Object point labels
——

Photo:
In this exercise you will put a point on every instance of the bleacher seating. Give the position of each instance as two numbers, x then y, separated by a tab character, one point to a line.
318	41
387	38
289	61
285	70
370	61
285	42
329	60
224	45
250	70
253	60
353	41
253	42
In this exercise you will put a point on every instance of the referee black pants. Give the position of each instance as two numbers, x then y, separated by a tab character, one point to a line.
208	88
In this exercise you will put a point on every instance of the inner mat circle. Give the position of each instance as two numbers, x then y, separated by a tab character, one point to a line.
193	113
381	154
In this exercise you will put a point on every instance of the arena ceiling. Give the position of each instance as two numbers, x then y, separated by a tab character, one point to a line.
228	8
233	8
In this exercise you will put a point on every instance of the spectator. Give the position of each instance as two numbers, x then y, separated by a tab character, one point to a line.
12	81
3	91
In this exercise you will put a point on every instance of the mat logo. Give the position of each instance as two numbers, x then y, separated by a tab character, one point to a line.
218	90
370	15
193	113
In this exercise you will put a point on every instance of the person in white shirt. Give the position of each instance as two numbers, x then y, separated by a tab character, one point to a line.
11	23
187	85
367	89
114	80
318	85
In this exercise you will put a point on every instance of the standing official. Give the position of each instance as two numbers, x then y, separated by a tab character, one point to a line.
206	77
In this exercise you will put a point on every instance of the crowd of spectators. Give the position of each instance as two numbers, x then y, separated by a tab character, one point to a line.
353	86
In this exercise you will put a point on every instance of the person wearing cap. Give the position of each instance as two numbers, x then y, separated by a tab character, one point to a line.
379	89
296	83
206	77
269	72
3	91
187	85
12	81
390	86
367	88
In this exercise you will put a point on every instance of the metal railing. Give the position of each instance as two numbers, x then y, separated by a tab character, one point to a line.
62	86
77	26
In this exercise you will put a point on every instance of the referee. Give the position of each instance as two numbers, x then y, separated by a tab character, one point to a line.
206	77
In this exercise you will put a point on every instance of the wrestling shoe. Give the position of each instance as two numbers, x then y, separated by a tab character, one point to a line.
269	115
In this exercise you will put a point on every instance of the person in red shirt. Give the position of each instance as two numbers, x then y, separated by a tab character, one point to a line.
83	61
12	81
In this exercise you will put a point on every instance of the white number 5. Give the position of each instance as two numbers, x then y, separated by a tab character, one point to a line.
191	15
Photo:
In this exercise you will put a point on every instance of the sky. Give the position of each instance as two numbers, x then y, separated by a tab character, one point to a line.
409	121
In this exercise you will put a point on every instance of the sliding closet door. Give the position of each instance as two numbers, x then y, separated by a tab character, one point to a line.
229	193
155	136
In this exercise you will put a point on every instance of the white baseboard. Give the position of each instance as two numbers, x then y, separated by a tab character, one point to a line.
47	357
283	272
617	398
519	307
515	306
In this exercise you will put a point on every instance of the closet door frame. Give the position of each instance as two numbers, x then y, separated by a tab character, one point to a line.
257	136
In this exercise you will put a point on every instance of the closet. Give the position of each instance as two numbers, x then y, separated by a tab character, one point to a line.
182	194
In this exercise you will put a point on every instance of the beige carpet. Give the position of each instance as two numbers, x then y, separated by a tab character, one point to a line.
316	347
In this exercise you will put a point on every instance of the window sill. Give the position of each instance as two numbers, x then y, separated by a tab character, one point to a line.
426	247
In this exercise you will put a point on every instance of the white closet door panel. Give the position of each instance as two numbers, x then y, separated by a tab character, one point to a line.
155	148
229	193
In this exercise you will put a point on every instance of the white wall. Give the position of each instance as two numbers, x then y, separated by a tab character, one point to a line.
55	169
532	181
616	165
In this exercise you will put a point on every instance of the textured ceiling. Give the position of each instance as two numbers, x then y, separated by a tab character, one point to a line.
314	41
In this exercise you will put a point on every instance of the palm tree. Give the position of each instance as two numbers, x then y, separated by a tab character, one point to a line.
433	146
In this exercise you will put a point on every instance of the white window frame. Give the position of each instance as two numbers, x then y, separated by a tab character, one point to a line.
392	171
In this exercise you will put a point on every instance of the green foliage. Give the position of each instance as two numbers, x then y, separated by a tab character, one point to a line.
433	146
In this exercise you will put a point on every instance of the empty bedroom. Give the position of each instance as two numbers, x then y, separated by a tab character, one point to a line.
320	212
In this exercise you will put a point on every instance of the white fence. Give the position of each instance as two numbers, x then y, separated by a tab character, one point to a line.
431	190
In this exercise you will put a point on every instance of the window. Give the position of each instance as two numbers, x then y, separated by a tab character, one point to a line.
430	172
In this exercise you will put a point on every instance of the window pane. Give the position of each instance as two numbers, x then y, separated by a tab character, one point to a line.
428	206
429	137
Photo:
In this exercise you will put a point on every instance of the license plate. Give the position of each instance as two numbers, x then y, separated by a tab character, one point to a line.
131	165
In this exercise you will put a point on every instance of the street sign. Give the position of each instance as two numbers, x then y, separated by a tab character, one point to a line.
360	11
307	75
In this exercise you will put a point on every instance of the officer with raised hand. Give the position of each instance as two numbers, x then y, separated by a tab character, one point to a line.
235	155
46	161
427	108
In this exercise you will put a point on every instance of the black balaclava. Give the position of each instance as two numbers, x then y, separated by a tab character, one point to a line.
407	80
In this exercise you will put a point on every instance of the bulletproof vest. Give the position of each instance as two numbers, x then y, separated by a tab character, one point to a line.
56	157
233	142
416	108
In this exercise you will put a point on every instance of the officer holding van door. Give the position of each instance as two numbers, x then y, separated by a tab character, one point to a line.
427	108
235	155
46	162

——

### Written exercise
Retype all of the data shown above, word for word.

### Response to the task
Photo:
In this exercise you will put a point on every instance of the bleacher seating. Give the position of each instance as two numbers, x then y, separated by a tab character, one point to a line.
318	41
387	38
289	61
285	70
370	61
285	42
329	60
224	45
250	70
253	60
353	41
253	42
In this exercise you will put a point on every instance of the referee black pants. Give the position of each instance as two numbers, x then y, separated by a tab character, one point to a line.
208	88
In this exercise you will put a point on every instance of the inner mat circle. Give the position of each instance as two numbers, x then y, separated by a tab character, one point to a line.
193	113
381	154
In this exercise you will put a point on every instance of the arena ceiling. Give the position of each instance as two numbers, x then y, separated by a tab character, one point to a line.
228	8
233	8
In this exercise you will put a point on every instance of the spectator. Give the position of each instance as two numbers, x then y, separated by a tab character, one point to a line.
12	81
3	91
In this exercise you will put a point on every instance of the mat logo. Give the position of each instance as two numbers, x then y, separated by a tab character, one point to a line.
218	90
370	15
193	113
In this exercise you will put a point on every instance of the person in white shirt. Give the position of each instance as two numbers, x then y, separated by a tab character, one point to a line.
11	23
187	85
367	89
114	80
318	85
In this exercise you will put a point on every instance of the standing official. Give the position of each instance as two numbers, x then y, separated by a tab character, one point to a line.
206	77
In this exercise you will put a point on every instance of the crowd of spectators. Give the position of each instance as two numbers, x then y, separated by a tab character, one point to a line.
353	86
In this exercise you will put a point on every instance of the person wearing cap. Give the position of each instance as two numbers, x then y, separated by a tab character, one point to a line.
379	89
296	83
206	77
269	72
3	91
187	85
12	81
390	86
367	88
In this exercise you will put a point on every instance of the metal railing. Give the position of each instance as two numbers, x then y, separated by a tab character, one point to a line.
62	86
77	26
In this exercise you will put a point on every instance of the referee. Give the position of each instance as two numbers, x then y, separated by a tab character, one point to a line.
206	77
In this exercise you will put a point on every instance of the wrestling shoe. Give the position of each instance as two numbers, x then y, separated by a tab character, one point to a line.
269	115
In this exercise you will put a point on every instance of the person in red shirt. Give the position of each instance as two numbers, x then y, separated by a tab character, one point to a line.
83	61
12	81
In this exercise you will put a point on every instance of the white number 5. Give the position of each instance as two numbers, x then y, separated by a tab character, one point to a line.
191	15
Photo:
In this exercise you will put a point on every instance of the sky. Give the position of each instance as two numbers, x then y, separated by a tab character, one point to a line.
409	121
In this exercise you will put a point on every instance of the sliding closet door. Give the position of each instance as two numbers, x then y, separated by a tab character, one point to a line.
229	193
155	136
In this exercise you will put a point on every instance of the white baseboard. Give the position of each instance as two numbers, x then y, separated by a tab character, one point to a line.
47	357
283	272
617	398
519	307
515	306
In this exercise you will put a point on every instance of the closet door frame. Give the position of each instance as two numbers, x then y, separated by a tab character, one point to a line.
257	136
In this exercise you will put a point on every instance of the closet. Give the position of each instance as two numbers, x then y, separated by a tab character, one point to a line.
182	194
In this exercise you will put a point on every instance of the beige carpet. Give the position of each instance as two numbers, x then y, separated by a tab character, one point to a line.
316	347
In this exercise you will put a point on every instance of the window sill. Give the position of each instance as two numbers, x then y, separated by a tab character, one point to a line.
426	247
In this exercise you will put a point on every instance of the white closet door panel. Give the position of each instance as two numbers, x then y, separated by a tab character, one point to a line.
155	148
229	193
In this exercise you will put a point on every instance of the white wall. Give the position of each instance as two numbers, x then y, separated by a tab character, one point to a line.
55	169
532	181
616	165
In this exercise you will put a point on every instance of the textured ceiling. Give the position of each instance as two numbers, x then y, separated by a tab character, one point to a line.
314	41
In this exercise you will put a point on every instance of the palm tree. Give the position of each instance as two numbers, x then y, separated by a tab character, one point to a line.
433	146
In this exercise you will put a point on every instance of the white window frame. Give the position of each instance as two numbers, x then y, separated by a tab character, one point to a line.
392	171
In this exercise you will put a point on every instance of the green foliage. Give the position of each instance as two numbers, x then y, separated by a tab character, one point to a line.
433	146
In this exercise you will put a point on every instance of the empty bedroom. Give the position of each instance as two numbers, x then y, separated by a tab character, one point to a line.
320	212
In this exercise you will put a point on every instance of the white fence. Give the position of each instance as two numbers, x then y, separated by a tab character, one point to a line.
431	190
In this exercise you will put a point on every instance of the window. Give the position of each instance as two numbers, x then y, separated by a tab character, one point to a line.
430	172
In this exercise you will put a point on every instance of the window pane. Give the position of each instance as two numbers, x then y, separated by a tab character, one point to a line.
428	206
429	137
Photo:
In this exercise you will put a point on every instance of the license plate. Give the position of each instance as two numbers, x then y, separated by a tab character, one point to a line.
131	165
In this exercise you will put a point on every instance of the street sign. Give the position of each instance as two numbers, x then y, separated by a tab character, one point to a line.
360	11
307	75
In this exercise you will put a point on every instance of the officer with raised hand. Give the position of each instance as two numbers, x then y, separated by a tab character, one point to a line.
235	155
46	161
427	108
In this exercise you will put a point on every instance of the black balaclava. Give the position of each instance as two numbers, x then y, separated by a tab character, one point to a line.
407	80
In this exercise you will put a point on every instance of the bulletproof vest. Give the position of each instance as two numbers, x then y, separated by a tab character, one point to a line.
56	157
233	142
416	108
In this exercise you will put a point on every instance of the officer holding van door. Give the position of each instance as two numbers, x then y, separated by a tab character, one point to a line.
427	108
235	155
46	162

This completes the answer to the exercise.